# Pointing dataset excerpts
---+---

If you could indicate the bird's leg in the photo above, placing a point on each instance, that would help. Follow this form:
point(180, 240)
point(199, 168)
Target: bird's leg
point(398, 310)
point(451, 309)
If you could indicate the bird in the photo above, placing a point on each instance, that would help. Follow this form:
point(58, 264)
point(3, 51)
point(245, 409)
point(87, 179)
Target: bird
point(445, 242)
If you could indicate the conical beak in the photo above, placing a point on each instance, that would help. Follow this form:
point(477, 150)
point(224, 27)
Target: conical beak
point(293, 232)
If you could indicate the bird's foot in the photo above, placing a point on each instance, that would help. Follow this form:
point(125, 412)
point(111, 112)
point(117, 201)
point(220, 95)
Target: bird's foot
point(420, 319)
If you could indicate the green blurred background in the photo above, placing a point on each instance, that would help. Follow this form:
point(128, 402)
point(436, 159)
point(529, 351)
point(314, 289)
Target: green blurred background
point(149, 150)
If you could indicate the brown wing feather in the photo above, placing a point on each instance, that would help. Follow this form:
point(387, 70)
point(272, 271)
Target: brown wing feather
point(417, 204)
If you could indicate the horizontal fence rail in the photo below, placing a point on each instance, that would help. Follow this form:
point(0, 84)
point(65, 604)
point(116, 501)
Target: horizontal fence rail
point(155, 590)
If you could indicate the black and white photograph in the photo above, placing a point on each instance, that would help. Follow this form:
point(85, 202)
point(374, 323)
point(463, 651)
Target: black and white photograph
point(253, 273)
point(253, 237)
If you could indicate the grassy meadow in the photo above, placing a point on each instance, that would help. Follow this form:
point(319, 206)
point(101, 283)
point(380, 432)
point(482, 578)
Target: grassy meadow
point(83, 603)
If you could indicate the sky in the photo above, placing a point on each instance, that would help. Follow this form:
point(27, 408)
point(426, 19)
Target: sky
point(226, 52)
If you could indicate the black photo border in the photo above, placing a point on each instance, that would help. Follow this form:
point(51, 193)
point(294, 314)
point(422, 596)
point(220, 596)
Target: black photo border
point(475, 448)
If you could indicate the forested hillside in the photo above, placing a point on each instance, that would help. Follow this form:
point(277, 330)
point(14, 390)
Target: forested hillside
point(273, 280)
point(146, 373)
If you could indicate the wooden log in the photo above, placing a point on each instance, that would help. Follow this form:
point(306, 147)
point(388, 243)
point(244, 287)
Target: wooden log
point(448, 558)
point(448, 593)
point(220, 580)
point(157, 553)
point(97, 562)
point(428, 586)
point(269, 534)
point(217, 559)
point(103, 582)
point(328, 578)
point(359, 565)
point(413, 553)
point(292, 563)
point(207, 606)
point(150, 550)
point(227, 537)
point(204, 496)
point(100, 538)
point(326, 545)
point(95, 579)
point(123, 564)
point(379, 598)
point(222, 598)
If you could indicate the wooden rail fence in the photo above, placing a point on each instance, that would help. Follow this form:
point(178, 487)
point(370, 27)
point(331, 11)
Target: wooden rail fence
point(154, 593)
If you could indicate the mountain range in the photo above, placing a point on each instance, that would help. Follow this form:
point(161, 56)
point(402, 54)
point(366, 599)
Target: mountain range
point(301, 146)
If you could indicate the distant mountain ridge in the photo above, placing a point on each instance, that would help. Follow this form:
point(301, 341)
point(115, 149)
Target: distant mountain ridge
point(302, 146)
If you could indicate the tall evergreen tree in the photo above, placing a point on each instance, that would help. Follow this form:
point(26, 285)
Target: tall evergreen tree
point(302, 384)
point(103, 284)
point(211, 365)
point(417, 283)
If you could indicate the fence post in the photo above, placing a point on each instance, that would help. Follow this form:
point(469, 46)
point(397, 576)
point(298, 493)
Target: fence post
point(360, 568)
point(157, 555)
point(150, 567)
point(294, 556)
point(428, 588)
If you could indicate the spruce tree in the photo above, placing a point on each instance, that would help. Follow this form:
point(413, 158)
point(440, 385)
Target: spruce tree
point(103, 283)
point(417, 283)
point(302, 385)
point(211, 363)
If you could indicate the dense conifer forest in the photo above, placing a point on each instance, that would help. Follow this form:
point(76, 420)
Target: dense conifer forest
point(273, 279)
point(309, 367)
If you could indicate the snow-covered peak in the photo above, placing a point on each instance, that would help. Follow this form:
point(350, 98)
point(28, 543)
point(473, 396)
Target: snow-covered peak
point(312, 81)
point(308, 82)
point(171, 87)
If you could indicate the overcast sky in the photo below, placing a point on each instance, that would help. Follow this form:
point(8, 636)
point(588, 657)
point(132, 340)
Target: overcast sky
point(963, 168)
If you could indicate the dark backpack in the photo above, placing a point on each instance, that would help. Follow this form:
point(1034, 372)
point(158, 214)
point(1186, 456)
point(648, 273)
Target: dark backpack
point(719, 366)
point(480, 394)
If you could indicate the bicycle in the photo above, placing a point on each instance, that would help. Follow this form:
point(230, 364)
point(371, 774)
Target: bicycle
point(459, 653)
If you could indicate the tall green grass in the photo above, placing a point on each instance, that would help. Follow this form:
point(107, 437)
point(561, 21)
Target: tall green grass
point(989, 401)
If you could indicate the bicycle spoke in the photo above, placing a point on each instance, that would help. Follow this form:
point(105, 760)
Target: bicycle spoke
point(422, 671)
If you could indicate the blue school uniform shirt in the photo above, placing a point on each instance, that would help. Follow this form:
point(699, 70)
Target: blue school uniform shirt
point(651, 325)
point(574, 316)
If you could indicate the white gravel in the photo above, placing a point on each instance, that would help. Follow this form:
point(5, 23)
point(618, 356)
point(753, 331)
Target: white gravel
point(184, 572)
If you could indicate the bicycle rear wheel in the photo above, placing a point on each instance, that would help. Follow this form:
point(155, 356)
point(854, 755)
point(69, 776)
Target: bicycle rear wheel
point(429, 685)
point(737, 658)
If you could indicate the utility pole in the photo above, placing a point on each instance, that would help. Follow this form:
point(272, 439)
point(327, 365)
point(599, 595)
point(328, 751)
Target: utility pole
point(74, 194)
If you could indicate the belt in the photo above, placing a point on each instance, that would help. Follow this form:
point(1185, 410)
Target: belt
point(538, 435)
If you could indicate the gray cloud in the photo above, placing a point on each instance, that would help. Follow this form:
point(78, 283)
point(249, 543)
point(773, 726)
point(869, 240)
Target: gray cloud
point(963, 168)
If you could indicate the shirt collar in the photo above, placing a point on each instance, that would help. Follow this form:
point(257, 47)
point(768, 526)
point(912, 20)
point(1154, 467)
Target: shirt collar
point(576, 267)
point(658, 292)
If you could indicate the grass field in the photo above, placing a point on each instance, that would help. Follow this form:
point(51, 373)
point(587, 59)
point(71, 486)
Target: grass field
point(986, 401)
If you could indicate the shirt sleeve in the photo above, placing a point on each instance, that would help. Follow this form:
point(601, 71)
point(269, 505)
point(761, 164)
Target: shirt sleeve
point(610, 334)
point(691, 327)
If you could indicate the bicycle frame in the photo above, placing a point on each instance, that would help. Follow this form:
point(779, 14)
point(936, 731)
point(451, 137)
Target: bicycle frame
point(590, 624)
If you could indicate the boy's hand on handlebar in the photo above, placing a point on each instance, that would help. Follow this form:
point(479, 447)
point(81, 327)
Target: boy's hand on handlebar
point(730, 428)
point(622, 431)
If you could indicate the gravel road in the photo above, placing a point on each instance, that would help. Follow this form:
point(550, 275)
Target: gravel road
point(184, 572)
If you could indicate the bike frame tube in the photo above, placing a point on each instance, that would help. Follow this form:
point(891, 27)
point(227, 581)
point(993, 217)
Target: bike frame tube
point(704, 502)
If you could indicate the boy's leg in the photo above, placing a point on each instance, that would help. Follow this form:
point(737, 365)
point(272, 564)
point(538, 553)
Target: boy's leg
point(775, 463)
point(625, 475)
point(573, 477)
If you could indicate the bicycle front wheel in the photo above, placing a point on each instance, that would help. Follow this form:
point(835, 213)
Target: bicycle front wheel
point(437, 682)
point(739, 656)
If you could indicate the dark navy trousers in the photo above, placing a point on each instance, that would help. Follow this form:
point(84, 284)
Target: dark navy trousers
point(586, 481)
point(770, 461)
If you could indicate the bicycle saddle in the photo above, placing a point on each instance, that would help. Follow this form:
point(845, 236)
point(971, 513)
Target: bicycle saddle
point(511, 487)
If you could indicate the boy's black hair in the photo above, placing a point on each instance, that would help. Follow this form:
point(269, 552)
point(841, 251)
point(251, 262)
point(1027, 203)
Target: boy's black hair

---+---

# STATED PROBLEM
Change "forested hillside" to "wooded hillside" in the entries starting at the line containing "If you could indicate the black photo" and ending at the line containing "point(222, 598)", then give back only those lines with nothing else altered.

# FINAL ANSWER
If you could indicate the black photo border in the photo above, placing a point on each instance, that would help. Follow this form:
point(51, 193)
point(294, 314)
point(422, 596)
point(220, 596)
Target: black photo border
point(475, 448)
If you could indicate the wooded hillside in the photo above, placing a point on each instance, that would help. Follow this form:
point(277, 330)
point(14, 390)
Target: wooded hillside
point(273, 280)
point(146, 373)
If you could indicate the wooden log in the photo above, placing a point on each instance, that would help. Follow this form:
point(306, 147)
point(388, 243)
point(244, 287)
Target: wooden log
point(448, 558)
point(448, 593)
point(220, 580)
point(157, 553)
point(97, 562)
point(428, 586)
point(269, 534)
point(217, 559)
point(103, 582)
point(328, 578)
point(359, 565)
point(413, 553)
point(292, 563)
point(207, 606)
point(150, 550)
point(227, 537)
point(204, 496)
point(100, 538)
point(326, 545)
point(95, 579)
point(123, 564)
point(379, 598)
point(222, 598)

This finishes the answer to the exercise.